▸ **YOUR GOAL**
In the data below, the answer is the run of lines from the line containing "drop one pin per instance, shaped like <point>39,59</point>." through the line containing "tag the tail", both included; print it exactly and nothing else.
......
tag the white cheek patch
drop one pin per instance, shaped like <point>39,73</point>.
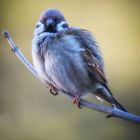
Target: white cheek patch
<point>60,26</point>
<point>39,28</point>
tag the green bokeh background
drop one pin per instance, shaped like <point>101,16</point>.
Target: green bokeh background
<point>29,112</point>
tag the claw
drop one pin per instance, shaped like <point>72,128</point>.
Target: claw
<point>76,100</point>
<point>52,89</point>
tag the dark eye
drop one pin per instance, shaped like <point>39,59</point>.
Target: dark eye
<point>65,25</point>
<point>37,26</point>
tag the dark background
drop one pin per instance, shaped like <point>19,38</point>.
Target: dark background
<point>29,112</point>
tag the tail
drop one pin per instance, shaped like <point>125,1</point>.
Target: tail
<point>106,94</point>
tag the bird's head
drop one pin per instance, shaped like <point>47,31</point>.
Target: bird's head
<point>51,21</point>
......
▸ **EXERCISE OUTPUT**
drop one pin per instance, shaped like <point>39,59</point>.
Target: dark eye
<point>65,25</point>
<point>37,26</point>
tag the dark background
drop one pin per instance, shaped like <point>19,38</point>.
Target: dark background
<point>29,112</point>
tag the tail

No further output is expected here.